Ada Stigma Negatif ke Penyintas COVID-19, Satgas Diminta Perbaiki Komunikasi

JAKARTA - Epidemiolog dari Universitas Griffith Australia Dicky Budiman meminta agar Satuan Tugas (Satgas) Penanganan COVID-19 memperbaiki pola komunikasi mereka menjadi lebih informatif terutama mengenai penyintas COVID-19. 

Menurutnya, hal ini perlu dilakukan agar tak ada lagi stigma negatif bagi pasien COVID-19 yang sudah dinyatakan negatif di tengah masyarakat. Sebab, hal semacam ini masih terjadi meski pandemi COVID-19 sudah memasuki bulan ke-11.

"Saya kira ini harus diperbaiki mekanisme komunikasinya karena supaya jelas," kata Dicky saat dihubungi VOI, Kamis, 4 Februari.

Meski begitu, dirinya tetap meminta para penyintas COVID-19 yang baru saja dinyatakan negatif tidak langsung menjalankan aktivitas mereka, meski telah rampung menjalankan isolasi mandiri selama 14 hari sesuai rujukan World Health Organization (WHO). Sebab, pada kasus tertentu utamanya pasien yang bergejala berat tak kunjung dinyatakan negatif meski telah melakukan isolasi mandiri selama 20 hari.

Lebih lanjut, dia juga memahami saat ini sudah ada anjuran WHO yang menyatakan pasien COVID-19 yang telah melakukan isolasi mandiri selama 14 hari tak perlu melakukan pengetesan kembali. Namun, dia menyarankan, masyarakat di Indonesia yang baru rampung menjalankan isolasi mandiri tak langsung beraktifitas di luar rumah.

Mencontoh China, kata Dicky, penyintas COVID-19 sebaiknya menambah waktu isolasi mandiri di kediaman mereka masing-masing selama 14 hari. Hal ini dianggapnya untuk lebih memastikan kesehatan penyintas dan mencegah terjadinya penularan lanjutan.

"Saya sarankan ya (setelah, red) isolasi dua minggu, kemudian dia tetap di rumah dua minggu," tegasnya.

Dia menilai langkah ini menjadi penting mengingat saat ini masih belum ada penelitian atau literatur ilmiah mengenai kepastian penularan virus setelah 14 hari isolasi mandiri. 

"Lebih baik disampaikan kalau memang tidak memungkinkan tes ditambah saja stay at home sambil work from home (WFH) dua minggu lagi," ujarnya.

"Jadi kalau misalnya dia mendapat perawatan di isolasi terpusat, kemudian diperbolehkan pulang ya dia harus menambah dua minggu di rumah tapi ya memang ini butuh diedukasi juga," pungkasnya.

▶ **Petunjuk Tugas**
- a) Jawab pertanyaan berikut berdasarkan berita tentang stigma penyintas COVID-19.
(i) Dicky Budiman adalah epidemiolog dari universitas mana?
(ii) Berapa hari isolasi mandiri yang sesuai rujukan WHO?
(iii) Pada hari dan tanggal berapa Dicky dihubungi VOI?
- b) Tulis ulang bagian berita tentang stigma penyintas COVID-19 yang dimulai dari "Lebih lanjut, dia" dan berakhir pada "terjadinya penularan lanjutan.", lalu tukar "China" dengan "Jepang".
- c) Sebutkan semua nama negara yang muncul dalam berita tentang stigma penyintas COVID-19.
Entri data berikut tidak diperlukan.

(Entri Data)
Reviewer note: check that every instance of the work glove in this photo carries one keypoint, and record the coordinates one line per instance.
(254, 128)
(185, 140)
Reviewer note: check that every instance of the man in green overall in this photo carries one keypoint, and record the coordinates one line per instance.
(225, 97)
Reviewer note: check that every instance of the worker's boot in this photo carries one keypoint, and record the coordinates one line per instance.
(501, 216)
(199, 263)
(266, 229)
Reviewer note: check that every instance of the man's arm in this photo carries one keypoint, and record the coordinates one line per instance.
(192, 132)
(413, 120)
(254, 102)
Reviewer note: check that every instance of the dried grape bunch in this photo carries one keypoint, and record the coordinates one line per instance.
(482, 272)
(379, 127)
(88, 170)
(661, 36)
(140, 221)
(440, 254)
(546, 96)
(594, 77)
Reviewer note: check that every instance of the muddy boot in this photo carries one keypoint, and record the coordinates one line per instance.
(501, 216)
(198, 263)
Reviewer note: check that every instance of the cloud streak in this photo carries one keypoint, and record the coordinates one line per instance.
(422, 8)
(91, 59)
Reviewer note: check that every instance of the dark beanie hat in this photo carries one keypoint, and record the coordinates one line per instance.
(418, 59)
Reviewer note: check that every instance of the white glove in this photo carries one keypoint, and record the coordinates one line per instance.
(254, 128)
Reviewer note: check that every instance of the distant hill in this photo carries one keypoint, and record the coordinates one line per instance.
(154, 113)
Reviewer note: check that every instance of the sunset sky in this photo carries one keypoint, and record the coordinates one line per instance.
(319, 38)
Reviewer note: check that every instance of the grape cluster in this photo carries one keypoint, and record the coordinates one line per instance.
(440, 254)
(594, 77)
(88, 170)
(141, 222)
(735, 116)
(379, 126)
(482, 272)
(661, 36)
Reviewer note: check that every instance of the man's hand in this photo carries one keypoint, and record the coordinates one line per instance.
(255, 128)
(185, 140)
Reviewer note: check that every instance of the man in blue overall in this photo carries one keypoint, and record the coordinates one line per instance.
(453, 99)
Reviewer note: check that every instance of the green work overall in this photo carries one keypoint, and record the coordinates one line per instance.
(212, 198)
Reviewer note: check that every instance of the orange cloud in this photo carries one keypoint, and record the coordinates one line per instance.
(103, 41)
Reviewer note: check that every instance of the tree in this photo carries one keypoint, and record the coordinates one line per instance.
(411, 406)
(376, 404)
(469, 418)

* * *

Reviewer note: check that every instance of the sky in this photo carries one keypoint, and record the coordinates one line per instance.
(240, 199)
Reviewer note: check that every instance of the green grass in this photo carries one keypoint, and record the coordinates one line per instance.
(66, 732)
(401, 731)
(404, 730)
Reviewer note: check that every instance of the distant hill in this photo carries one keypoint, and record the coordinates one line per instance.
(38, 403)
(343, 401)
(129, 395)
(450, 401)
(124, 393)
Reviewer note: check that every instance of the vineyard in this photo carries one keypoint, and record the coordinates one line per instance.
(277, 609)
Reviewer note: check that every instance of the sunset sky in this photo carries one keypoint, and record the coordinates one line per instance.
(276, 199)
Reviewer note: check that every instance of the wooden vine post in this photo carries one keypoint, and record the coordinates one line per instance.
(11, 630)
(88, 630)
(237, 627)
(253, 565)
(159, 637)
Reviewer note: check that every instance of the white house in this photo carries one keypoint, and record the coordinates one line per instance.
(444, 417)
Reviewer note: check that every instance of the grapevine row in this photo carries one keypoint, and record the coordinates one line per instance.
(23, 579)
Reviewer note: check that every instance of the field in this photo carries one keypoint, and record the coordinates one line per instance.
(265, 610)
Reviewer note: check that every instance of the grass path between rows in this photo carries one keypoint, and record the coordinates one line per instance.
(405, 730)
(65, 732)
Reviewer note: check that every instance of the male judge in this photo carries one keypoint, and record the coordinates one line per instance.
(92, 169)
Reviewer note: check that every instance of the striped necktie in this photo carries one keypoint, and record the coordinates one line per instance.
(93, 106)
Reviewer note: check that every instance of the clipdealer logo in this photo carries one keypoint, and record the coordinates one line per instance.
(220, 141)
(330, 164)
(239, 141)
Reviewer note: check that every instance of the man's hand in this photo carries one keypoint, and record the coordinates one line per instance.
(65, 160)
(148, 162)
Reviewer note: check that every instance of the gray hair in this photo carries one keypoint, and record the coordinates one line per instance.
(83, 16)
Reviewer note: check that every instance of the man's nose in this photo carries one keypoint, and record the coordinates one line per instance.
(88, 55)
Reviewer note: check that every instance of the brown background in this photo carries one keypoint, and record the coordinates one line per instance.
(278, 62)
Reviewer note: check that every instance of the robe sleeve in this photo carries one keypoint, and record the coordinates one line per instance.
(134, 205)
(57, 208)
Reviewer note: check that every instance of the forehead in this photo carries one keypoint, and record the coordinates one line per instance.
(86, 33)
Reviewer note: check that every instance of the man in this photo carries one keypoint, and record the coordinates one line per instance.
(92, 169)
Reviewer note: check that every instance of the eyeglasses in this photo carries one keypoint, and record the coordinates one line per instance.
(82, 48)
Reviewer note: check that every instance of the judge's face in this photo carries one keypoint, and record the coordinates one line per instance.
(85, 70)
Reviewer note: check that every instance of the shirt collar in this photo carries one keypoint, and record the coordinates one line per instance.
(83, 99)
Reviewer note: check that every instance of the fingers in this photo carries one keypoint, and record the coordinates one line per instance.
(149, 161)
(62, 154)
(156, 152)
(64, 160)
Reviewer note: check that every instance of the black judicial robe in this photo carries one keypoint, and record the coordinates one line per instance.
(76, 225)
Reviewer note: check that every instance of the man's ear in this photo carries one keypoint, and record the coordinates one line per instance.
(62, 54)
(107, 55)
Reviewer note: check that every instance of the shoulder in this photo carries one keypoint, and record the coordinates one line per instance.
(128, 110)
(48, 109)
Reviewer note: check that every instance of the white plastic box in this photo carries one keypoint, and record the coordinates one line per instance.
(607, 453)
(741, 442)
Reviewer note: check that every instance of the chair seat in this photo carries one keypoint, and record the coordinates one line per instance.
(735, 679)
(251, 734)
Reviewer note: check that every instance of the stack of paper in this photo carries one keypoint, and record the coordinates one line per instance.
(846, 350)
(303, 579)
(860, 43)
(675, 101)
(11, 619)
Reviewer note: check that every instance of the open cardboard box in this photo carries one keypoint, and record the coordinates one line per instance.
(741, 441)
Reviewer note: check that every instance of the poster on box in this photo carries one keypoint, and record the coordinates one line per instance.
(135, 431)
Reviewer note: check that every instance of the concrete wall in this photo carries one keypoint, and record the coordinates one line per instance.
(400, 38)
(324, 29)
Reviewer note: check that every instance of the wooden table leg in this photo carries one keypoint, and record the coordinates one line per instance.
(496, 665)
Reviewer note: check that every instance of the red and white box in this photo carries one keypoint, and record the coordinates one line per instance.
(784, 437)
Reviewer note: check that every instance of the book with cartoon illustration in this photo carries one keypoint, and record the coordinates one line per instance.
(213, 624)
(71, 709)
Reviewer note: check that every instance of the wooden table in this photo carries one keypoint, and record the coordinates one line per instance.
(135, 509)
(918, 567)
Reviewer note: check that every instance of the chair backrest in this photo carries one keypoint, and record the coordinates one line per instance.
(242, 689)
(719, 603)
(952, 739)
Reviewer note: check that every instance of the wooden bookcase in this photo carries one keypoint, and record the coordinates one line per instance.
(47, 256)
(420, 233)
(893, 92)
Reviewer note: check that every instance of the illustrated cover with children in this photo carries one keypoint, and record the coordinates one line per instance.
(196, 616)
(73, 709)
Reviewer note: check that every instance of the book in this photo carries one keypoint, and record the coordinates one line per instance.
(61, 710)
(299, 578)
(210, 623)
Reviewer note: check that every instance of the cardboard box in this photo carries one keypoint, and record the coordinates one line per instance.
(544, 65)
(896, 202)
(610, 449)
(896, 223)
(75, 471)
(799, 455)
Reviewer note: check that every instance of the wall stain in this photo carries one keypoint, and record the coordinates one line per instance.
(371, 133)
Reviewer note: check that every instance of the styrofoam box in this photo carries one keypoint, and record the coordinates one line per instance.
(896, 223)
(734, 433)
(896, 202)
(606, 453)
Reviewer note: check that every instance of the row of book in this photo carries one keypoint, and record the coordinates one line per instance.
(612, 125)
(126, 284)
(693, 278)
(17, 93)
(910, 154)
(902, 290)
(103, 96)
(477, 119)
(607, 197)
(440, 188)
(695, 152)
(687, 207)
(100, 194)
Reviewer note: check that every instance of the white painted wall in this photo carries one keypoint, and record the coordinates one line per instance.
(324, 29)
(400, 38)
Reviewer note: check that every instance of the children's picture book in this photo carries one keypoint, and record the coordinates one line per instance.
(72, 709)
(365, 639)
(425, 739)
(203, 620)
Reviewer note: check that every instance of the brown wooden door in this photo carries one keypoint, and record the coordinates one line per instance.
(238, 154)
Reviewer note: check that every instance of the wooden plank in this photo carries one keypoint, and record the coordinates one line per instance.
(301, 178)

▶ **Jawaban Latihan**
- a)
(i) Universitas Griffith Australia
(ii) 14 hari
(iii) Kamis, 4 Februari

- b)
Lebih lanjut, dia juga memahami saat ini sudah ada anjuran WHO yang menyatakan pasien COVID-19 yang telah melakukan isolasi mandiri selama 14 hari tak perlu melakukan pengetesan kembali. Namun, dia menyarankan, masyarakat di Indonesia yang baru rampung menjalankan isolasi mandiri tak langsung beraktifitas di luar rumah.

Mencontoh Jepang, kata Dicky, penyintas COVID-19 sebaiknya menambah waktu isolasi mandiri di kediaman mereka masing-masing selama 14 hari. Hal ini dianggapnya untuk lebih memastikan kesehatan penyintas dan mencegah terjadinya penularan lanjutan.

- c) Australia, Indonesia, China